(GIVEN TASK 1)
Write out the part of the passage about the workers' protest at the Michigan Capitol from "The workers in" up to and including "Street that afternoon.", word for word.
(GIVEN TASK 2)
Pull from the listing the lines from the line with "Could you help me find the rocky" up to and including the line with "column 39, row 34". Reproduce them word for word and give only those lines.

(EXCERPT PROVIDED)
--------------------------------

Some of the workers climbed the steps of the Capitol, where they would remain for the rest of the day.  Hard hats climbed the statuary and railings to lead chants.  When cops decided this was somehow a security threat, they tried to pull the workers down.  Other workers fearlessly pushed the cops’ hands away as they reached for the workers’ neon safety vests.  One or two workers got down at the cops’ request, but climbed back up as soon as the cops had walked away.

The anger and readiness to fight that hummed across the steps and down to the lawn was an entirely different world to the union stage across the street, where pop-rock music blared between speakers who had already conceded defeat and sought to turn the workers’ attentions to the 2014 election cycle.  At one point in the early morning, as I walked across the lawn, picking my way through the crowd to the steps as workers hoisted a giant inflatable rat representing Snyder to the top of the capitol steps, a marshal approached me and said, “You are actually going to want to go back over there.”  He pointed away from the capitol to the union stage.  “That’s where the program’s going to start soon.”  As a collective anger rose across the lawn, the marshals tried to divert it, rather than ride the tide of the rank-and-file’s collective power.

On the capitol steps, the mood was anything from defeated.  Although many people I talked to weren’t sure the best course of action to take, they were determined to take action, and to take it right then.  As one sign said, “I will fight on until you take my union card from my cold, dead hand.”

The Americans for Prosperity, who seemingly had advance knowledge of the attempt to ram the legislation through and had “reserved” the capitol lawn, had the audacity to set up a massive tent and then disparage the massing thousands of workers face to face.  By 11 AM, the tensions had reached the boiling point.  As the right-wingers continued to smear the long, proud history of the Michigan labor movement, workers began to shake the tent.  When workers on the capitol steps realized what was happening, they began to chant, “Tear it down!  Tear it down!”  Within five minutes, the tent fell, and a cheer went up from the workers.  The police moved in, with a column of eight horses leading a brigade of police.  They tried to establish a perimeter, but the workers, unafraid of the spooking and balking horses, swarmed around them.  Twice, the horses and foot police were forced to retreat, as again the crowd cheered.

Workers appropriated the food and drinks that had been in the tent and began handing them out.  The AFP goons continued to whine about how they had been ruffled during the commotion when the police had charged in.  Of course, they had no concern for the workers who had been kicked by the spooking horses.  They lamented, as only a right-winger could, about the “violent” workers tearing their “Don’t Tread on Me” flag in half.

The workers in the tent area understood they had scored a victory.  It emboldened them for the next battle, which took place in the outdoor lobby of the Romney building and Capitol Street that afternoon.

--------------------------------

(SUPPLIED MATERIAL)

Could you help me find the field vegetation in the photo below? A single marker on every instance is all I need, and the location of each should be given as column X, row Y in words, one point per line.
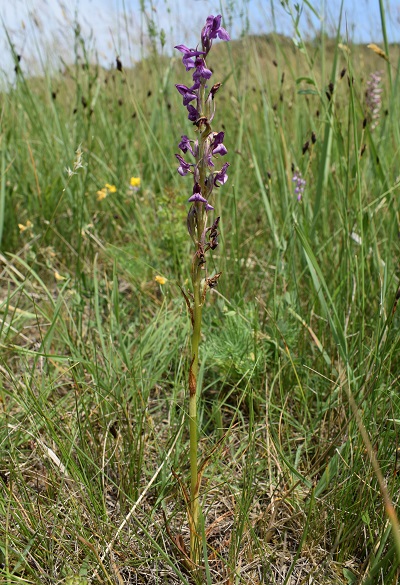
column 300, row 409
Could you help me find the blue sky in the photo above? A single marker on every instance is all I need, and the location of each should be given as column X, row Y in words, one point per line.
column 42, row 30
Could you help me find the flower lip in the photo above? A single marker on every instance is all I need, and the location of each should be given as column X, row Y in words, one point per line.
column 212, row 30
column 187, row 93
column 184, row 167
column 197, row 196
column 188, row 54
column 185, row 145
column 221, row 177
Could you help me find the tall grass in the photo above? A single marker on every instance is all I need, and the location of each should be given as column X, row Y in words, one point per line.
column 300, row 366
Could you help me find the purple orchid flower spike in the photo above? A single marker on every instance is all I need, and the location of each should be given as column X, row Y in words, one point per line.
column 221, row 177
column 184, row 167
column 188, row 94
column 218, row 147
column 207, row 148
column 185, row 145
column 188, row 55
column 197, row 196
column 212, row 30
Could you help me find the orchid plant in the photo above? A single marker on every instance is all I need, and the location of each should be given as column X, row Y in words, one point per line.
column 205, row 153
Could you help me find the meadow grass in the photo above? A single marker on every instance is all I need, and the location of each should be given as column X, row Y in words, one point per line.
column 300, row 410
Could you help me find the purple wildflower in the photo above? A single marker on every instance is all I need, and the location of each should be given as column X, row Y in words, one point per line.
column 218, row 147
column 197, row 196
column 188, row 55
column 187, row 93
column 300, row 184
column 193, row 113
column 185, row 145
column 373, row 97
column 201, row 71
column 210, row 144
column 212, row 30
column 184, row 167
column 221, row 177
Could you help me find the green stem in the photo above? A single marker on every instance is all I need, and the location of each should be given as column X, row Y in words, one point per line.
column 193, row 431
column 193, row 426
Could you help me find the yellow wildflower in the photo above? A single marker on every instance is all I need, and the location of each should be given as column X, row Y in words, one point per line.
column 102, row 194
column 160, row 279
column 111, row 188
column 27, row 226
column 135, row 182
column 378, row 51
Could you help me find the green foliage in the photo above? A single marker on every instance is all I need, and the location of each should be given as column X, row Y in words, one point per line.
column 93, row 372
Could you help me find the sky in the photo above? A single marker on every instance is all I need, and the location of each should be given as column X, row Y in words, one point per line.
column 42, row 31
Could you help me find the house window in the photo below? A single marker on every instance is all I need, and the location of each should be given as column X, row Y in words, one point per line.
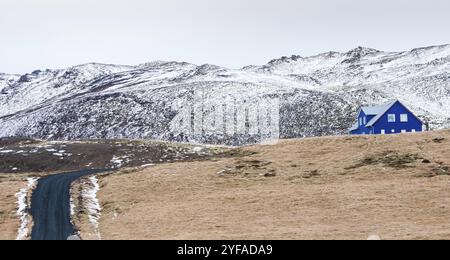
column 404, row 118
column 391, row 118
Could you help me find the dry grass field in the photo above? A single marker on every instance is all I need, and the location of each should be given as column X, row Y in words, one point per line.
column 9, row 221
column 347, row 187
column 318, row 188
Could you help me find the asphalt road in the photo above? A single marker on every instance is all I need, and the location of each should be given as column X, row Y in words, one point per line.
column 50, row 206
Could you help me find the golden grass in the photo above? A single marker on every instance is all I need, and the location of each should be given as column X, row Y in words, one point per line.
column 317, row 188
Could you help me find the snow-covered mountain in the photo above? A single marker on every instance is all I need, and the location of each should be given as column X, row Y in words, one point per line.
column 288, row 97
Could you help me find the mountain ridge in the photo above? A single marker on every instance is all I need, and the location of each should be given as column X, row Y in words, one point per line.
column 315, row 95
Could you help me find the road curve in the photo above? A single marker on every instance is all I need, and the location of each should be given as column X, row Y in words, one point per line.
column 50, row 206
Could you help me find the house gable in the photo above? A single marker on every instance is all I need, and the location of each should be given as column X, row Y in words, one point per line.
column 379, row 123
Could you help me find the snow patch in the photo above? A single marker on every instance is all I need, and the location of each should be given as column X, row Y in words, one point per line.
column 92, row 204
column 23, row 208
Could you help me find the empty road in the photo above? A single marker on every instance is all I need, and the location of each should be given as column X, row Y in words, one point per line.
column 50, row 206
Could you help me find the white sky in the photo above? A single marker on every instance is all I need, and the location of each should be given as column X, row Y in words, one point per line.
column 40, row 34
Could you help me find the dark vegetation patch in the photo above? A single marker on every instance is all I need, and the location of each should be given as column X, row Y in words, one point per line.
column 8, row 141
column 17, row 156
column 249, row 168
column 392, row 159
column 438, row 140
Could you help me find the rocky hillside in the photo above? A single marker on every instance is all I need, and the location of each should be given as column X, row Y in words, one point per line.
column 288, row 97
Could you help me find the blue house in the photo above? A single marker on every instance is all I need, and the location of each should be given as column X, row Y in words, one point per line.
column 390, row 118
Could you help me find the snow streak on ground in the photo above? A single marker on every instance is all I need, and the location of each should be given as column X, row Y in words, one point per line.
column 23, row 208
column 91, row 203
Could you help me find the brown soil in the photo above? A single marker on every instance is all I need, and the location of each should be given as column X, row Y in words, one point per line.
column 21, row 156
column 317, row 188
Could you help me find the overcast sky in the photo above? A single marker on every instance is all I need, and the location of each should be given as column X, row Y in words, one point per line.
column 39, row 34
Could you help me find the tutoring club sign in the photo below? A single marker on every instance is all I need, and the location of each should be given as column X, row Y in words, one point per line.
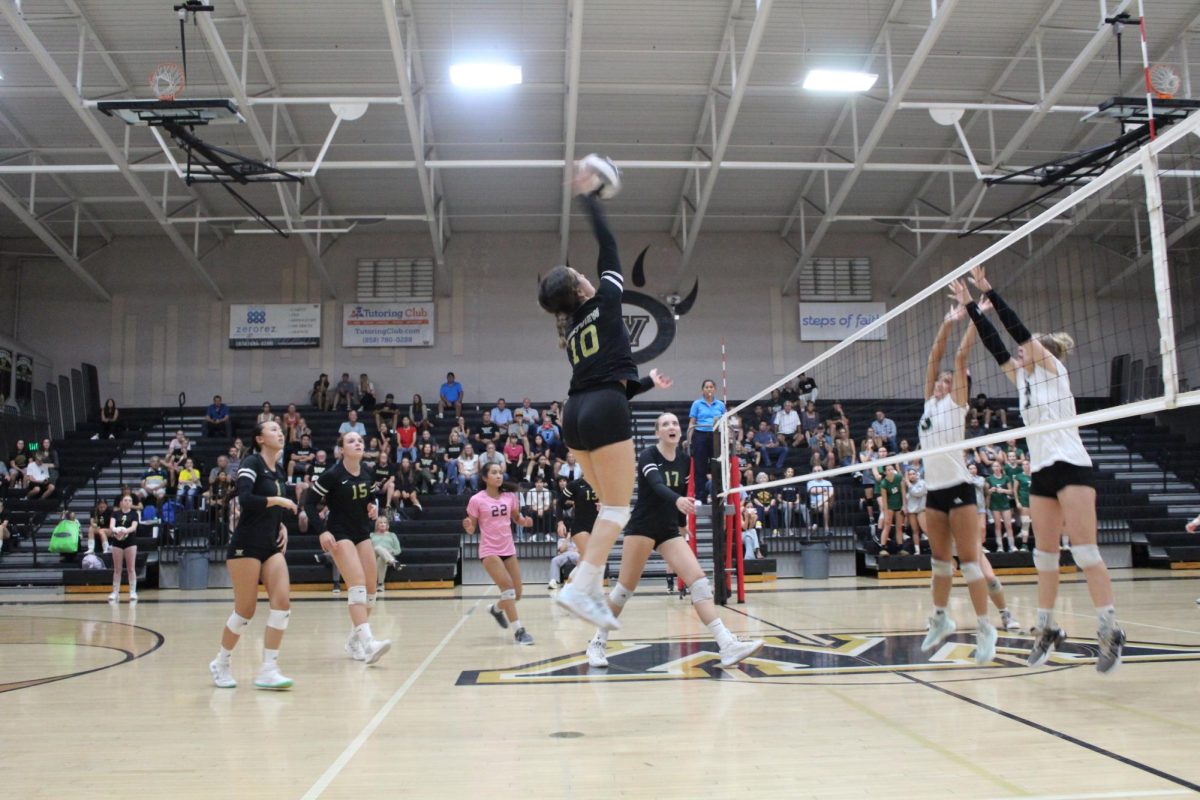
column 833, row 322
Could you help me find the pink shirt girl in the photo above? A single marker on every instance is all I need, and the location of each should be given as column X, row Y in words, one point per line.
column 493, row 517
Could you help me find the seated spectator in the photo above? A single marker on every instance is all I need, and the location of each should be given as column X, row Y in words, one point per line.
column 37, row 479
column 109, row 420
column 467, row 470
column 343, row 392
column 450, row 396
column 568, row 555
column 387, row 413
column 154, row 483
column 885, row 428
column 787, row 423
column 387, row 547
column 406, row 439
column 319, row 394
column 821, row 493
column 419, row 413
column 366, row 395
column 502, row 415
column 352, row 425
column 216, row 419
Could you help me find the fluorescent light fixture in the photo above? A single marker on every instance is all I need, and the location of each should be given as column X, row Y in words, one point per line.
column 839, row 80
column 485, row 76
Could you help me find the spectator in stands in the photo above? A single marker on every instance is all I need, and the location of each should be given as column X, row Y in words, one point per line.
column 345, row 392
column 319, row 394
column 366, row 395
column 352, row 425
column 450, row 395
column 820, row 492
column 265, row 415
column 406, row 439
column 387, row 413
column 216, row 419
column 387, row 547
column 885, row 428
column 109, row 420
column 154, row 483
column 787, row 422
column 467, row 470
column 97, row 525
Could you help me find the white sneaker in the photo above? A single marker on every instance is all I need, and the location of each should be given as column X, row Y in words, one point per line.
column 354, row 648
column 271, row 678
column 597, row 655
column 375, row 649
column 940, row 627
column 221, row 675
column 589, row 607
column 985, row 643
column 739, row 650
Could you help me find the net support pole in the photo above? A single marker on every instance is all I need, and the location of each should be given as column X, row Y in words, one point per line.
column 1162, row 277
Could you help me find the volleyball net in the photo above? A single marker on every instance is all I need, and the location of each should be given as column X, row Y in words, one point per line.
column 1109, row 263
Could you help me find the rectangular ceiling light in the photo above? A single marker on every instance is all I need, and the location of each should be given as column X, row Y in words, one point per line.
column 485, row 76
column 839, row 80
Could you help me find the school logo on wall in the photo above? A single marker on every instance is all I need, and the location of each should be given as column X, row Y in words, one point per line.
column 831, row 659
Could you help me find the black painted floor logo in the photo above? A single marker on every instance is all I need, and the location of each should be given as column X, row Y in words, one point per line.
column 834, row 657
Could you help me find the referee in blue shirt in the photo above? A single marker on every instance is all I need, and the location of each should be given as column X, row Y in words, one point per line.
column 703, row 415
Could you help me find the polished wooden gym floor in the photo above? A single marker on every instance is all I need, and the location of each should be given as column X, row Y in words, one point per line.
column 115, row 702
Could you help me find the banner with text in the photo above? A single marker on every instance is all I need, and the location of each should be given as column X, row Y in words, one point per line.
column 388, row 324
column 280, row 325
column 833, row 322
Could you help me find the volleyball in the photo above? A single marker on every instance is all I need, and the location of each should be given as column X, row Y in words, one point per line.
column 605, row 178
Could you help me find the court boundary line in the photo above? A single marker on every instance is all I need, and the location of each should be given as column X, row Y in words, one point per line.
column 1018, row 719
column 352, row 749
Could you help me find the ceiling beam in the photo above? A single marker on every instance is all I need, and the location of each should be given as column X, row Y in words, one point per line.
column 12, row 13
column 287, row 199
column 570, row 114
column 873, row 139
column 1099, row 40
column 723, row 140
column 415, row 130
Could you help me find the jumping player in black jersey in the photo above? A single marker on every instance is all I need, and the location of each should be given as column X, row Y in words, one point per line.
column 655, row 524
column 256, row 553
column 597, row 422
column 346, row 492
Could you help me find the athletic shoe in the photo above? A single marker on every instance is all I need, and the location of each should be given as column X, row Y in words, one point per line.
column 221, row 675
column 940, row 627
column 985, row 643
column 591, row 607
column 271, row 678
column 1044, row 643
column 354, row 648
column 738, row 650
column 498, row 615
column 597, row 655
column 1111, row 643
column 375, row 649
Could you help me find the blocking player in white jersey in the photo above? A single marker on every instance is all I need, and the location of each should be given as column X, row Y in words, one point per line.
column 1062, row 488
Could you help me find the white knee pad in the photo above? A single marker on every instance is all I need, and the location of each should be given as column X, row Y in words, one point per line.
column 1045, row 561
column 618, row 515
column 619, row 595
column 942, row 569
column 279, row 619
column 1086, row 555
column 971, row 571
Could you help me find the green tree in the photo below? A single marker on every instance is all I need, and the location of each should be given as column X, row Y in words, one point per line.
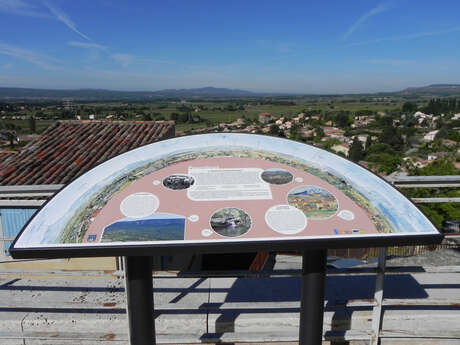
column 146, row 117
column 409, row 107
column 32, row 124
column 356, row 152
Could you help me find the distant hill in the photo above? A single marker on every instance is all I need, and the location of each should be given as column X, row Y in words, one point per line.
column 433, row 90
column 102, row 94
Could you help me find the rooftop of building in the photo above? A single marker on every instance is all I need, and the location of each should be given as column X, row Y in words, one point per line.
column 68, row 149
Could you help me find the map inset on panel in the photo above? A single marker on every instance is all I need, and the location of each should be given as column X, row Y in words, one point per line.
column 315, row 202
column 222, row 187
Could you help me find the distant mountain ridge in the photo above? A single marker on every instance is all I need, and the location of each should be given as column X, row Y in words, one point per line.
column 30, row 94
column 434, row 89
column 102, row 94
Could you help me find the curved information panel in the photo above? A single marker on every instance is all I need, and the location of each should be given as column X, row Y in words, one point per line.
column 217, row 191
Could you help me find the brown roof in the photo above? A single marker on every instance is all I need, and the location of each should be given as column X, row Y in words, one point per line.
column 68, row 149
column 6, row 154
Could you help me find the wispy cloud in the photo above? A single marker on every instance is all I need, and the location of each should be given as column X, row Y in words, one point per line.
column 408, row 36
column 123, row 59
column 376, row 10
column 128, row 59
column 64, row 18
column 8, row 66
column 30, row 56
column 389, row 62
column 87, row 45
column 21, row 8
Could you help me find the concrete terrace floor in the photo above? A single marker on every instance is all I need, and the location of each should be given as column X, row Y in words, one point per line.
column 89, row 308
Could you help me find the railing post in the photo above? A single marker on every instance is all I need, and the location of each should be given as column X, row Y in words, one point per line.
column 378, row 297
column 139, row 299
column 312, row 297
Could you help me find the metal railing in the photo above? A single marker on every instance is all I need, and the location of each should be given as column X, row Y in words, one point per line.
column 35, row 196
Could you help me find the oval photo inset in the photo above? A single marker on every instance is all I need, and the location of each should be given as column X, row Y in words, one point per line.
column 276, row 176
column 230, row 222
column 314, row 201
column 177, row 181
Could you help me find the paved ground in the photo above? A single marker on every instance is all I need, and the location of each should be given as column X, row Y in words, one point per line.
column 81, row 309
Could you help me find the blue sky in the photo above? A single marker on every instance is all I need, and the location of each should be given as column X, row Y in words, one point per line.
column 329, row 46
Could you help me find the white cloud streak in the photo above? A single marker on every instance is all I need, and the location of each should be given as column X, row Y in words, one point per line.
column 30, row 56
column 123, row 59
column 87, row 45
column 21, row 8
column 376, row 10
column 407, row 37
column 64, row 18
column 390, row 62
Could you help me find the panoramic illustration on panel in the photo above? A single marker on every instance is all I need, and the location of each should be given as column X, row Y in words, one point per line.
column 167, row 192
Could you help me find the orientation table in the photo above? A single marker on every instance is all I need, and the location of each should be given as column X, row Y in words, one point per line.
column 222, row 193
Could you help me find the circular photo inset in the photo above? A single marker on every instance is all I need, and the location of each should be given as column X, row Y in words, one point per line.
column 139, row 205
column 314, row 201
column 276, row 176
column 285, row 219
column 230, row 222
column 177, row 182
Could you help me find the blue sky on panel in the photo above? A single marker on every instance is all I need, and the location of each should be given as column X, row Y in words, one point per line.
column 330, row 46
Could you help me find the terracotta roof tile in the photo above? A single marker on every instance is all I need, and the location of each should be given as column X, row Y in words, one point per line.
column 70, row 148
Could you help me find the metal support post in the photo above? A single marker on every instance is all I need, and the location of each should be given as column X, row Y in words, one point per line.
column 139, row 298
column 312, row 302
column 378, row 297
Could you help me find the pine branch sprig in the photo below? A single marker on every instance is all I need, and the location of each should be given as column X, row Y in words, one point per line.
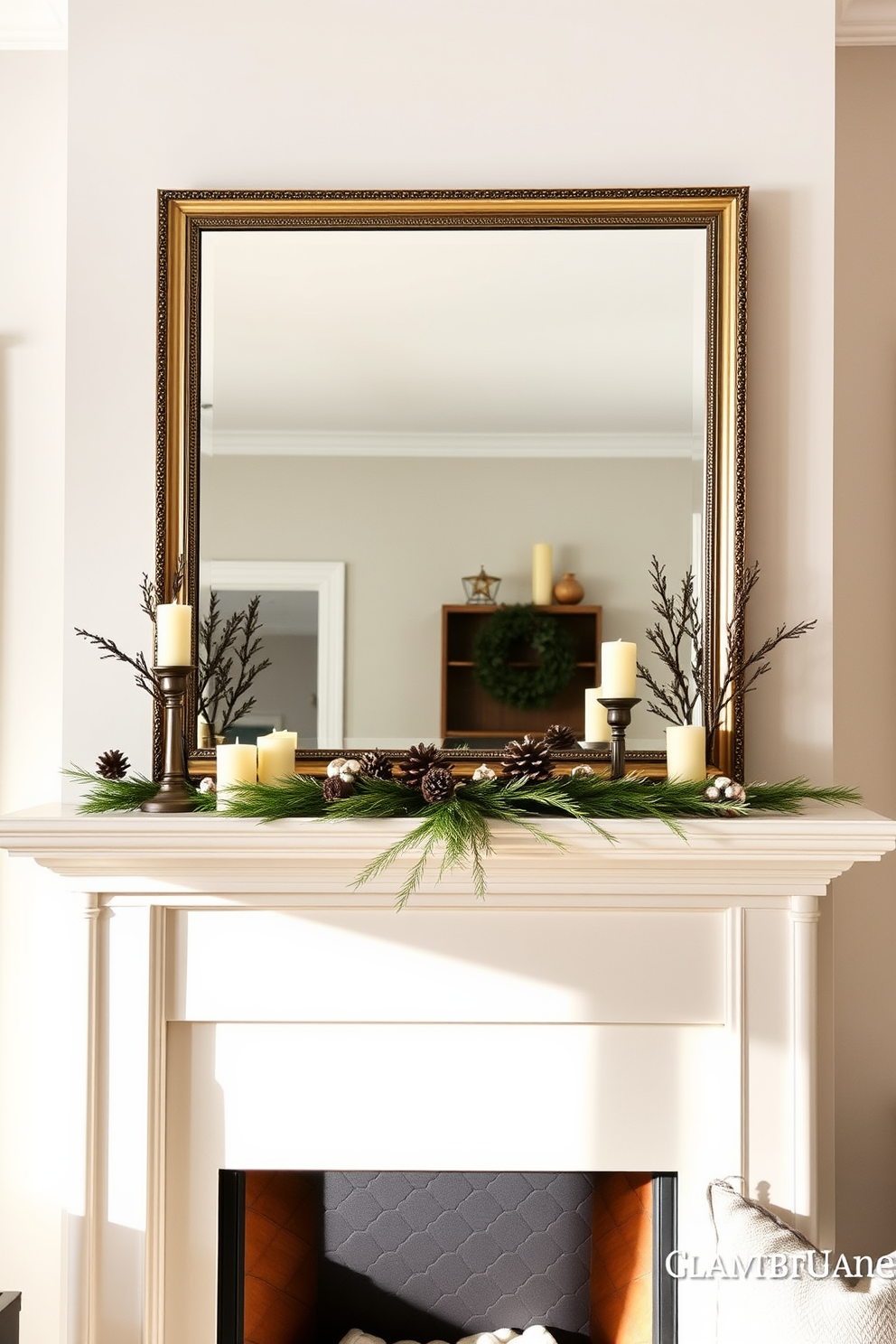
column 126, row 795
column 789, row 796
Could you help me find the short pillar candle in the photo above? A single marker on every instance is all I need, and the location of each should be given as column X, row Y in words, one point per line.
column 173, row 635
column 686, row 751
column 275, row 756
column 237, row 763
column 618, row 669
column 542, row 573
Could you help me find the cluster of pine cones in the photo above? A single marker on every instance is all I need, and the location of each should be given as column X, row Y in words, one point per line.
column 427, row 769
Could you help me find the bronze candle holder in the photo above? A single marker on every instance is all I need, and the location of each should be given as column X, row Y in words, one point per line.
column 618, row 718
column 173, row 795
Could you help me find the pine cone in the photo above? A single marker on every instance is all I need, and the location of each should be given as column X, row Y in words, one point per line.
column 377, row 765
column 560, row 737
column 438, row 784
column 418, row 761
column 335, row 787
column 528, row 760
column 113, row 765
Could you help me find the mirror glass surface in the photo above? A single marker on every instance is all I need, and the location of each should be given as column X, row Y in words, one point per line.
column 414, row 405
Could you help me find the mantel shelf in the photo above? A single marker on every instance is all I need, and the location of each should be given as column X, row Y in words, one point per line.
column 171, row 858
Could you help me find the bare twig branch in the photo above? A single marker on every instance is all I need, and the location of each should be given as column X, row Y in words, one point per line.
column 236, row 643
column 178, row 578
column 677, row 641
column 149, row 601
column 144, row 677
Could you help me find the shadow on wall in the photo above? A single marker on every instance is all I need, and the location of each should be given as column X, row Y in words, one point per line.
column 7, row 343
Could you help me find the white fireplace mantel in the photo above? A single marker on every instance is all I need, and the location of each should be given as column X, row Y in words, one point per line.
column 664, row 985
column 761, row 855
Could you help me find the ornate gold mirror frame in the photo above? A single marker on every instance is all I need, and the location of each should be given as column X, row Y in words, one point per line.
column 183, row 217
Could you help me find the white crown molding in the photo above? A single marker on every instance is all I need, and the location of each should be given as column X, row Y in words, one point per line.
column 33, row 26
column 446, row 443
column 865, row 23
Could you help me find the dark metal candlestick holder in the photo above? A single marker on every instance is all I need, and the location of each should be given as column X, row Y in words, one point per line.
column 618, row 718
column 173, row 795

--------------------------------

(SOLUTION 1)
The workers in the tent area understood they had scored a victory.  It emboldened them for the next battle, which took place in the outdoor lobby of the Romney building and Capitol Street that afternoon.

(SOLUTION 2)
Could you help me find the rocky hillside in the photo above? A single marker on every instance is all I need, and the location of each should be given as column X, row Y in words, one point per line.
column 288, row 97
Could you help me find the blue house in the photo above? A single marker on every instance is all I need, and the location of each should be given as column X, row Y in words, one point per line.
column 390, row 118
Could you help me find the snow streak on ground in the photo above? A single marker on every instance is all I need, and the location of each should be given as column X, row Y in words, one point per line.
column 23, row 208
column 91, row 203
Could you help me find the brown soil in the photo above? A single marker on every instance is all I need, and the location of each should be given as column X, row Y in words, one point per line.
column 21, row 156
column 317, row 188
Could you help me find the overcast sky in the photo above? A single marker on every instance is all I need, and the location of each should be given as column X, row Y in words, one point per line.
column 39, row 34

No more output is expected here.